◆ TRABAJO REQUERIDO: ¿Puedes dar formato de tabla Markdown a todas las líneas de los registros que siguen, con una columna «N.º» para el número de fila y otra «Línea del registro» para la línea, y omitir las líneas en blanco?

--------------------------------------------------

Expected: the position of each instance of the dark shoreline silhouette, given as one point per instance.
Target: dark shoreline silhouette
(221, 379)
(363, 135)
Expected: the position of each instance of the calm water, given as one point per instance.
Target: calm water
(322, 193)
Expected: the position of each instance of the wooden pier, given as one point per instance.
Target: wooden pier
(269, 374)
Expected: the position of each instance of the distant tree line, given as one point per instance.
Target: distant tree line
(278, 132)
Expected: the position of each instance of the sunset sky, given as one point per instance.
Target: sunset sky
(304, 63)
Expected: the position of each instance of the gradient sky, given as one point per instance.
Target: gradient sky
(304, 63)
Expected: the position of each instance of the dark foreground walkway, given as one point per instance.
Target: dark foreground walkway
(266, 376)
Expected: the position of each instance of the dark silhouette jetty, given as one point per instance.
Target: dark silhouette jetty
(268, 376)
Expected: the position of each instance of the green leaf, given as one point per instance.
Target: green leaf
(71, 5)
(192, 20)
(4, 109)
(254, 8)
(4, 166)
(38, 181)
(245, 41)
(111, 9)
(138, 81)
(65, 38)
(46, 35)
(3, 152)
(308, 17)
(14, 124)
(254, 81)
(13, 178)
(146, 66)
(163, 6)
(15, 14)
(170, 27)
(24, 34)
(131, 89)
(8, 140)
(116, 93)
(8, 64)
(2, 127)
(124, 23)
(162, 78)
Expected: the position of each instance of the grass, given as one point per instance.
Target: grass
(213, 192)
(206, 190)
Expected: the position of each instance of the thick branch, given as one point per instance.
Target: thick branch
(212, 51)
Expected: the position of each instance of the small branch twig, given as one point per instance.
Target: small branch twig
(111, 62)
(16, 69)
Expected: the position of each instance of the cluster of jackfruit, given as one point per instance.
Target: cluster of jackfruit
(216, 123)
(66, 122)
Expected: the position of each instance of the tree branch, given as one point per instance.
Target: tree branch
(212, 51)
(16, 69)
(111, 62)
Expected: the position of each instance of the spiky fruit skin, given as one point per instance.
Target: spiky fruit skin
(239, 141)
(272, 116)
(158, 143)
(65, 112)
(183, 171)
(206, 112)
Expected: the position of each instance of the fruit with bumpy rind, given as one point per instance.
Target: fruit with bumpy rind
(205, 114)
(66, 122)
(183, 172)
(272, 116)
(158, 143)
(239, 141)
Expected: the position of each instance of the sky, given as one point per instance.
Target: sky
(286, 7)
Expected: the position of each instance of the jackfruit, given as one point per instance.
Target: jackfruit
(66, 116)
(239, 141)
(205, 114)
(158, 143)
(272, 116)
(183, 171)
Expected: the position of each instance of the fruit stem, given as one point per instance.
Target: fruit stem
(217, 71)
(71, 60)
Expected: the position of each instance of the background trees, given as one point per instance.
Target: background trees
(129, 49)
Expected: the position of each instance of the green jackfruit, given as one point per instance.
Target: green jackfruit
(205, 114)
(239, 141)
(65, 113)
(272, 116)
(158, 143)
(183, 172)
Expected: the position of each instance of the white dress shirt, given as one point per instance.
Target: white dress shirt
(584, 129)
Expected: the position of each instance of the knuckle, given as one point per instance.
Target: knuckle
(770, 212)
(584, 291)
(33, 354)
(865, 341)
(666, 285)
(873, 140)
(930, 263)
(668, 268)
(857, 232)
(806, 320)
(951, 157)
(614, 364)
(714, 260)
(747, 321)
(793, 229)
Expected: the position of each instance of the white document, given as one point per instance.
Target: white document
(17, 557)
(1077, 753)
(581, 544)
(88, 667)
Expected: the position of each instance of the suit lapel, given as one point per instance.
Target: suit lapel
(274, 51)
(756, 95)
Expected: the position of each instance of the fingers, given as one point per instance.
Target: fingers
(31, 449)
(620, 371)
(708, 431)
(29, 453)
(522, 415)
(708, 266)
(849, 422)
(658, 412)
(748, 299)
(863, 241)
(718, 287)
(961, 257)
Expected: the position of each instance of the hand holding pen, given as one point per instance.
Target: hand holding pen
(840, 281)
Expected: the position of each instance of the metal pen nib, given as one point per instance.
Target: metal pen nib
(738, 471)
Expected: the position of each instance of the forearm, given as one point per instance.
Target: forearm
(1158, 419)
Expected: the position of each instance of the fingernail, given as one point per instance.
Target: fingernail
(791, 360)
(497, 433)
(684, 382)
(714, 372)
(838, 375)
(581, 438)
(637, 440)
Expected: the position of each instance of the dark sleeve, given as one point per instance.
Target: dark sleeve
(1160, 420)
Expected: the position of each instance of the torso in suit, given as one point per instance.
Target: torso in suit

--------------------------------------------------

◆ RESPUESTA:
| N.º | Línea del registro |
|---|---|
| 1 | Expected: the position of each instance of the dark shoreline silhouette, given as one point per instance. |
| 2 | Target: dark shoreline silhouette |
| 3 | (221, 379) |
| 4 | (363, 135) |
| 5 | Expected: the position of each instance of the calm water, given as one point per instance. |
| 6 | Target: calm water |
| 7 | (322, 193) |
| 8 | Expected: the position of each instance of the wooden pier, given as one point per instance. |
| 9 | Target: wooden pier |
| 10 | (269, 374) |
| 11 | Expected: the position of each instance of the distant tree line, given as one point per instance. |
| 12 | Target: distant tree line |
| 13 | (278, 132) |
| 14 | Expected: the position of each instance of the sunset sky, given as one point per instance. |
| 15 | Target: sunset sky |
| 16 | (304, 63) |
| 17 | Expected: the position of each instance of the gradient sky, given as one point per instance. |
| 18 | Target: gradient sky |
| 19 | (304, 63) |
| 20 | Expected: the position of each instance of the dark foreground walkway, given as one point per instance. |
| 21 | Target: dark foreground walkway |
| 22 | (266, 376) |
| 23 | Expected: the position of each instance of the dark silhouette jetty, given as one point per instance. |
| 24 | Target: dark silhouette jetty |
| 25 | (268, 376) |
| 26 | Expected: the position of each instance of the green leaf, given as one point per instance. |
| 27 | Target: green leaf |
| 28 | (71, 5) |
| 29 | (192, 20) |
| 30 | (4, 109) |
| 31 | (254, 8) |
| 32 | (4, 166) |
| 33 | (38, 181) |
| 34 | (245, 41) |
| 35 | (111, 9) |
| 36 | (138, 81) |
| 37 | (65, 38) |
| 38 | (46, 35) |
| 39 | (3, 152) |
| 40 | (308, 17) |
| 41 | (14, 124) |
| 42 | (254, 81) |
| 43 | (13, 178) |
| 44 | (146, 66) |
| 45 | (163, 6) |
| 46 | (15, 14) |
| 47 | (170, 27) |
| 48 | (24, 34) |
| 49 | (131, 89) |
| 50 | (8, 140) |
| 51 | (116, 93) |
| 52 | (8, 64) |
| 53 | (2, 127) |
| 54 | (124, 23) |
| 55 | (162, 78) |
| 56 | Expected: the position of each instance of the grass, given as one point per instance. |
| 57 | Target: grass |
| 58 | (213, 192) |
| 59 | (206, 190) |
| 60 | Expected: the position of each instance of the thick branch, given as one point per instance. |
| 61 | Target: thick branch |
| 62 | (212, 51) |
| 63 | Expected: the position of each instance of the small branch twig, given as one point per instance. |
| 64 | Target: small branch twig |
| 65 | (111, 62) |
| 66 | (16, 69) |
| 67 | Expected: the position of each instance of the cluster of jackfruit, given as one point per instance. |
| 68 | Target: cluster of jackfruit |
| 69 | (216, 123) |
| 70 | (66, 122) |
| 71 | Expected: the position of each instance of the tree branch, given as one point per instance. |
| 72 | Target: tree branch |
| 73 | (212, 51) |
| 74 | (16, 69) |
| 75 | (111, 62) |
| 76 | Expected: the position of each instance of the spiky fruit skin, given as one point per instance. |
| 77 | Target: spiky fruit skin |
| 78 | (239, 141) |
| 79 | (272, 116) |
| 80 | (158, 143) |
| 81 | (65, 112) |
| 82 | (183, 171) |
| 83 | (206, 112) |
| 84 | Expected: the position of each instance of the fruit with bumpy rind, given as one point per instance. |
| 85 | Target: fruit with bumpy rind |
| 86 | (205, 114) |
| 87 | (66, 122) |
| 88 | (183, 172) |
| 89 | (272, 116) |
| 90 | (158, 143) |
| 91 | (239, 141) |
| 92 | Expected: the position of each instance of the sky, given as one point per instance. |
| 93 | Target: sky |
| 94 | (286, 7) |
| 95 | Expected: the position of each instance of the jackfruit, given as one point per instance. |
| 96 | Target: jackfruit |
| 97 | (66, 116) |
| 98 | (239, 141) |
| 99 | (205, 114) |
| 100 | (158, 143) |
| 101 | (272, 116) |
| 102 | (183, 171) |
| 103 | Expected: the position of each instance of the fruit stem, given as one point per instance. |
| 104 | Target: fruit stem |
| 105 | (217, 71) |
| 106 | (71, 60) |
| 107 | Expected: the position of each instance of the background trees, given as one point per instance. |
| 108 | Target: background trees |
| 109 | (129, 49) |
| 110 | Expected: the position of each instance of the green jackfruit, given as one point per instance. |
| 111 | Target: green jackfruit |
| 112 | (205, 114) |
| 113 | (239, 141) |
| 114 | (65, 113) |
| 115 | (272, 116) |
| 116 | (158, 143) |
| 117 | (183, 172) |
| 118 | Expected: the position of each instance of the white dress shirt, given as one point per instance. |
| 119 | Target: white dress shirt |
| 120 | (584, 129) |
| 121 | Expected: the position of each instance of the knuckle, given as one point per instance. |
| 122 | Target: knuckle |
| 123 | (770, 212) |
| 124 | (584, 291) |
| 125 | (33, 354) |
| 126 | (865, 341) |
| 127 | (666, 285) |
| 128 | (873, 140) |
| 129 | (930, 263) |
| 130 | (668, 268) |
| 131 | (857, 232) |
| 132 | (806, 320) |
| 133 | (951, 157) |
| 134 | (614, 364) |
| 135 | (714, 260) |
| 136 | (747, 321) |
| 137 | (793, 229) |
| 138 | Expected: the position of each instance of the white document, given as one point per instance. |
| 139 | Target: white document |
| 140 | (17, 557) |
| 141 | (1077, 753) |
| 142 | (581, 544) |
| 143 | (88, 667) |
| 144 | Expected: the position of each instance of the suit lapel, given as one point per instance. |
| 145 | Target: suit lapel |
| 146 | (274, 51) |
| 147 | (756, 95) |
| 148 | Expected: the position of each instance of the fingers, given as one point per instance. |
| 149 | Target: fingers |
| 150 | (31, 449) |
| 151 | (620, 371) |
| 152 | (708, 431) |
| 153 | (29, 453) |
| 154 | (522, 415) |
| 155 | (708, 266) |
| 156 | (849, 422) |
| 157 | (658, 412) |
| 158 | (748, 299) |
| 159 | (863, 241) |
| 160 | (718, 287) |
| 161 | (961, 257) |
| 162 | Expected: the position of each instance of the hand holding pen, given as one point per instance. |
| 163 | Target: hand holding pen |
| 164 | (840, 281) |
| 165 | Expected: the position of each instance of the metal pen nib, given as one point per instance. |
| 166 | Target: metal pen nib |
| 167 | (738, 471) |
| 168 | Expected: the position of each instance of the forearm, given as one point per instance. |
| 169 | Target: forearm |
| 170 | (1158, 419) |
| 171 | Expected: the position of each instance of the fingernail, given as one point per instance. |
| 172 | Target: fingernail |
| 173 | (791, 360) |
| 174 | (497, 433) |
| 175 | (684, 382) |
| 176 | (714, 372) |
| 177 | (838, 375) |
| 178 | (581, 438) |
| 179 | (637, 440) |
| 180 | Expected: the position of each instance of the dark sleeve, given as one point per instance. |
| 181 | Target: dark sleeve |
| 182 | (1160, 420) |
| 183 | Expected: the position of each instance of the torso in suit, given as one point per instance. |
| 184 | Target: torso in suit |